### [ASSIGNMENT]
Find the lines in these entries that include the word "below" and state how many there are, with no other words.

### [TASK INPUTS]
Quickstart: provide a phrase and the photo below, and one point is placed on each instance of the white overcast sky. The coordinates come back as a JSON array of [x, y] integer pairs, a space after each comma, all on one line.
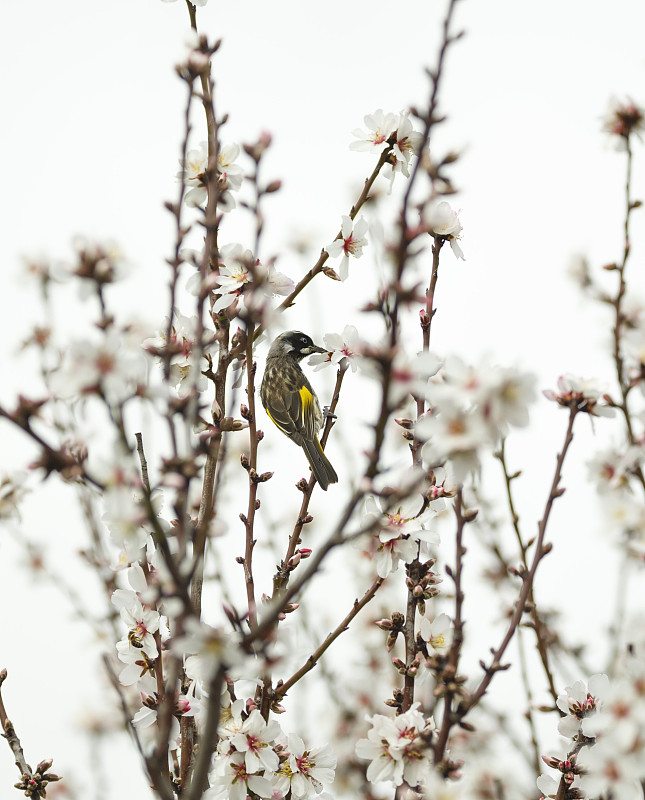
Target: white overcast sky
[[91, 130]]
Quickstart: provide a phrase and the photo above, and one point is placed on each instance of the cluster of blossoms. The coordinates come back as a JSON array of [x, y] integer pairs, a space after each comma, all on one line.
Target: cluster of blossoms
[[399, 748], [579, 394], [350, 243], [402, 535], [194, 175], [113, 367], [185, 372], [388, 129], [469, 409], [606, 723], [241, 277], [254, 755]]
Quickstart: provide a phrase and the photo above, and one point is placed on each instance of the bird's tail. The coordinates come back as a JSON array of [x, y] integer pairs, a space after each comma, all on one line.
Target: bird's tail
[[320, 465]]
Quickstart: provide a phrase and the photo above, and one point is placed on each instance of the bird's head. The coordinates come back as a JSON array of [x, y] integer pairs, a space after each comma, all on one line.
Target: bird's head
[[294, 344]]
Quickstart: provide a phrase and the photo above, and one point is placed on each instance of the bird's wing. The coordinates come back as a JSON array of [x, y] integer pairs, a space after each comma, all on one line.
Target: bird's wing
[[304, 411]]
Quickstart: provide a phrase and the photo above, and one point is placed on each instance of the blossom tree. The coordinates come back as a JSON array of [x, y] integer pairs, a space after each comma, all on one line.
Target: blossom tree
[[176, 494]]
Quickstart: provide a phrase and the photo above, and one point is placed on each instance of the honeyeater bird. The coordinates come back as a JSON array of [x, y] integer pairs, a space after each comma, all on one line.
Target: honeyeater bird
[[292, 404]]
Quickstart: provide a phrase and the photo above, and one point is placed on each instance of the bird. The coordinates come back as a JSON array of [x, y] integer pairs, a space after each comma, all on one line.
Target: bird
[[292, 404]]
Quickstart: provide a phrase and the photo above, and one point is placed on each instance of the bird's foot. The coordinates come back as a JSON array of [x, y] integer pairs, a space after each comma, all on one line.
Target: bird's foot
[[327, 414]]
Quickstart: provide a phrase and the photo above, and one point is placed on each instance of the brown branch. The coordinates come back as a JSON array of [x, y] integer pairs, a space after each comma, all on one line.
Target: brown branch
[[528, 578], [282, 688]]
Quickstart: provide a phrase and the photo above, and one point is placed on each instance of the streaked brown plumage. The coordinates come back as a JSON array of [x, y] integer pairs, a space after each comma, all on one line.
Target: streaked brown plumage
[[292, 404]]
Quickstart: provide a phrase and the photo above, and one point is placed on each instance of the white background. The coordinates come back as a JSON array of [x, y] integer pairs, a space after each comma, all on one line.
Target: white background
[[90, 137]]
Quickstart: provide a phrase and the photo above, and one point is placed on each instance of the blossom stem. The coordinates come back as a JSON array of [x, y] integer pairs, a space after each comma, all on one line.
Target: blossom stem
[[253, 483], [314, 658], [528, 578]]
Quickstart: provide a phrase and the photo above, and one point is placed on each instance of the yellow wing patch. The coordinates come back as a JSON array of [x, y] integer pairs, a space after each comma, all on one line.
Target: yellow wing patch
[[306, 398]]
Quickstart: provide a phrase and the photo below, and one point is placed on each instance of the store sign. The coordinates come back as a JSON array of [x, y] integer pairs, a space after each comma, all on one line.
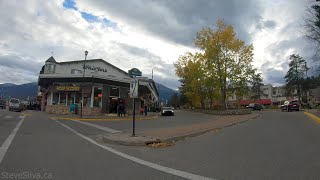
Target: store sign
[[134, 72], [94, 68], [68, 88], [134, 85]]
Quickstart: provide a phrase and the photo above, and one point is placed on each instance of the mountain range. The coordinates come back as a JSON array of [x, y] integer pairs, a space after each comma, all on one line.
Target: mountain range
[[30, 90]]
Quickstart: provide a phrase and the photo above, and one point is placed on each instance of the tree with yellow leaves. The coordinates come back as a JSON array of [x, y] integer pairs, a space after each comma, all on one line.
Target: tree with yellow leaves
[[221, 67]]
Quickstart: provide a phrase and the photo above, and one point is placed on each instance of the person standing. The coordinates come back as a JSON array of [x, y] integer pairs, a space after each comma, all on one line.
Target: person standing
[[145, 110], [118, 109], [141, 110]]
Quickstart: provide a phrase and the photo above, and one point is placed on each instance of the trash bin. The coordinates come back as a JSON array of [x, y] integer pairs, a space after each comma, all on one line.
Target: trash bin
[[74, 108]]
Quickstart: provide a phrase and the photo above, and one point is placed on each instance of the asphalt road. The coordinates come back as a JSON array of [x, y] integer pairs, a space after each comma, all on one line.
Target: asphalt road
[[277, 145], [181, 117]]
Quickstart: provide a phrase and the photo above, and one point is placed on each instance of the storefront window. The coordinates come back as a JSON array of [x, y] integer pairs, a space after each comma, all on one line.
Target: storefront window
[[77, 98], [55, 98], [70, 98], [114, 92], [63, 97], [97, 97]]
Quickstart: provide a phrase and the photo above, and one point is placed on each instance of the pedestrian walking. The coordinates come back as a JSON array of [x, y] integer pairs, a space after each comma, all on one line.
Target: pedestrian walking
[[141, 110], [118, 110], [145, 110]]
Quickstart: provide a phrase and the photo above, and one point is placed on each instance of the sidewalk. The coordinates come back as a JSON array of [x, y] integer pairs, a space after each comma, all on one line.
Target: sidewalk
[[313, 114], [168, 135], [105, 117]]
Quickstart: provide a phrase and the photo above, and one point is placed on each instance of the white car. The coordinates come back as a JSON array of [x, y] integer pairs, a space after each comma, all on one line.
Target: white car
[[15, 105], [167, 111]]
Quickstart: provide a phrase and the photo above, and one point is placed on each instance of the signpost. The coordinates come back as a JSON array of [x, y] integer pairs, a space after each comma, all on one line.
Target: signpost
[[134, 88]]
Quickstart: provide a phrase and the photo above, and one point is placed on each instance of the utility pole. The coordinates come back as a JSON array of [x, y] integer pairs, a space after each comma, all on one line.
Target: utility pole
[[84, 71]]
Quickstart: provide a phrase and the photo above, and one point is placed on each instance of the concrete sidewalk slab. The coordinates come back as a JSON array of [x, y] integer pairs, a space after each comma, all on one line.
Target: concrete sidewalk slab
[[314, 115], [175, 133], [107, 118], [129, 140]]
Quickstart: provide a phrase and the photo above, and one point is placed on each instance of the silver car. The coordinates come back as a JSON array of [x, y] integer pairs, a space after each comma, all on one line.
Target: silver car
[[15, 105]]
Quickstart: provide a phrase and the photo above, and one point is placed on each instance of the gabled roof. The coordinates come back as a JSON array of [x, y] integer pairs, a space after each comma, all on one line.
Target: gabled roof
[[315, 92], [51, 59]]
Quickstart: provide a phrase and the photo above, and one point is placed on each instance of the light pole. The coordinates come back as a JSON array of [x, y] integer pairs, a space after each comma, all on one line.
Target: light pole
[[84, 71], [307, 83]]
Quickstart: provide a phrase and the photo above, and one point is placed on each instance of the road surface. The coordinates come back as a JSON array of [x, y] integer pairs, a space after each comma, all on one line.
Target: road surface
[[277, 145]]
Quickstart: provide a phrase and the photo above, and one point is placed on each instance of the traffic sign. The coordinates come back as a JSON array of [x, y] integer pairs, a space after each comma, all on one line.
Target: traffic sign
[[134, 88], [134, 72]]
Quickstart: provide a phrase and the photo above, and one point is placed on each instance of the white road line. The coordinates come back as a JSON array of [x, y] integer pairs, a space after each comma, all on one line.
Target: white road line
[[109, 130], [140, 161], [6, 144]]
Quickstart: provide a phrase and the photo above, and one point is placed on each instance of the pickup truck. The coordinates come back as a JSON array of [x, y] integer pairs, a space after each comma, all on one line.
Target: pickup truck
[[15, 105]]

--

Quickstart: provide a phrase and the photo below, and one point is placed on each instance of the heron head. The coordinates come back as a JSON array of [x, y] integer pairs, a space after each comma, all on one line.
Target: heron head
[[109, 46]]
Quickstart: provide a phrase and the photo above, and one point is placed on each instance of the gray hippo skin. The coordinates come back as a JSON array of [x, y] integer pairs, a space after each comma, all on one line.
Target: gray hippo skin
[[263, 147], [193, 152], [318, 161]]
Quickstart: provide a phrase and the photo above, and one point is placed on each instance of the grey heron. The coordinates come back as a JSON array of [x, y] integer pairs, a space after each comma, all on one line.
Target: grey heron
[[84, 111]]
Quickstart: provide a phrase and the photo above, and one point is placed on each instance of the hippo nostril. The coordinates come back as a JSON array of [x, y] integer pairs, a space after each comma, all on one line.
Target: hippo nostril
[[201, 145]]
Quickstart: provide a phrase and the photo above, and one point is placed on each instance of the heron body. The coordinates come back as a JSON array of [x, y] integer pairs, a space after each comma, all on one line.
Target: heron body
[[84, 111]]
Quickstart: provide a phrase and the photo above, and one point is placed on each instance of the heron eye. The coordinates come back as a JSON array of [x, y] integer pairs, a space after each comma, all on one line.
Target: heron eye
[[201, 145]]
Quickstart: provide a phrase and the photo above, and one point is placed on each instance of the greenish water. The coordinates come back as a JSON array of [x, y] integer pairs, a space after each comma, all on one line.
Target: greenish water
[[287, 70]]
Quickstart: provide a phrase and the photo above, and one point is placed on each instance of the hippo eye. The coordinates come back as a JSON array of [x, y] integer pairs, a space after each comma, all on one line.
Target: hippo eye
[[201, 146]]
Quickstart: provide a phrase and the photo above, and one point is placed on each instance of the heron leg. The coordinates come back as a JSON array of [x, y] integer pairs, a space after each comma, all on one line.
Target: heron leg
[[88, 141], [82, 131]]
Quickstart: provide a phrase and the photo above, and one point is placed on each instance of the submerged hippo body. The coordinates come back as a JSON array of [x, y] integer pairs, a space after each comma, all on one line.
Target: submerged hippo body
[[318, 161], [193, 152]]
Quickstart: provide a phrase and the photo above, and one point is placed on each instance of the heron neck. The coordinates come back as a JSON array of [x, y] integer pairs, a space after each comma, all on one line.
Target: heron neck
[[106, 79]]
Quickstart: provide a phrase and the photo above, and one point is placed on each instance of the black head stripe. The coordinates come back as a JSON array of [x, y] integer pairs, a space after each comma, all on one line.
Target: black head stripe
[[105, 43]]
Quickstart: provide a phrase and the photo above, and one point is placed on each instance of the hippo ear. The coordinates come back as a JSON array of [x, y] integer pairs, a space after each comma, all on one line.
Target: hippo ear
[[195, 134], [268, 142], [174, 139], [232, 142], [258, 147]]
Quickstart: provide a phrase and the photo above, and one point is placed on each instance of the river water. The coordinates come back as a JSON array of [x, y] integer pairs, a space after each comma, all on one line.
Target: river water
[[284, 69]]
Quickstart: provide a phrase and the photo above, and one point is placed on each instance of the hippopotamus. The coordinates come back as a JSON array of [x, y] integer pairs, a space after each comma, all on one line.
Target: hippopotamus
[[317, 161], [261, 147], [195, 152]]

### [YOUR RESPONSE]
3